Stated task
Copy out every line of the items below, including their wording, and raise each polygon coordinate in the answers by 108. Leave the pictures out.

* START Supplied data *

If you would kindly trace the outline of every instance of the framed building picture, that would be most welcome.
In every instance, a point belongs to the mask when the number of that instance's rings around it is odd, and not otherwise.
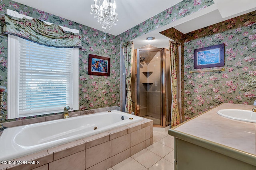
[[[195,69],[224,66],[224,44],[195,49]]]
[[[88,63],[88,74],[110,76],[110,58],[89,54]]]

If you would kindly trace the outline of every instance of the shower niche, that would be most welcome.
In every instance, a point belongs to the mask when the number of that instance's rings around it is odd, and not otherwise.
[[[134,56],[133,110],[152,120],[153,127],[166,127],[170,124],[172,101],[169,51],[148,45],[134,50]]]

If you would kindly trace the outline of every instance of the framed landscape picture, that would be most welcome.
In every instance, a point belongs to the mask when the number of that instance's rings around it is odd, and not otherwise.
[[[88,63],[88,74],[110,76],[110,58],[89,54]]]
[[[224,44],[194,50],[194,68],[224,66]]]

* END Supplied data *

Complete response
If you would kindly trace the outline of every instance of the framed building picture, that would be most welcome.
In every instance, a point belongs to the mask when the number of that instance's rings around it is odd, and not otherwise.
[[[303,177],[332,174],[332,152],[303,157]]]
[[[196,171],[196,182],[218,184],[218,166],[197,162]]]

If you would kindly trace the outline of every instance of the shower niche, that would be most welcome.
In every instance, a point belongs to the mask when the number of that instance's rings around it is odd, and not otherwise.
[[[242,164],[241,218],[260,228],[261,235],[274,235],[278,232],[280,209],[277,159],[256,153],[242,158]]]

If you would kindly trace the outline of every instance of the framed landscape picture, that would be most welcome.
In every instance, a point belongs to the mask when the number of that instance's rings around it is odd, and not otherwise.
[[[196,171],[196,182],[218,184],[218,166],[197,162]]]
[[[332,152],[302,158],[302,176],[332,174]]]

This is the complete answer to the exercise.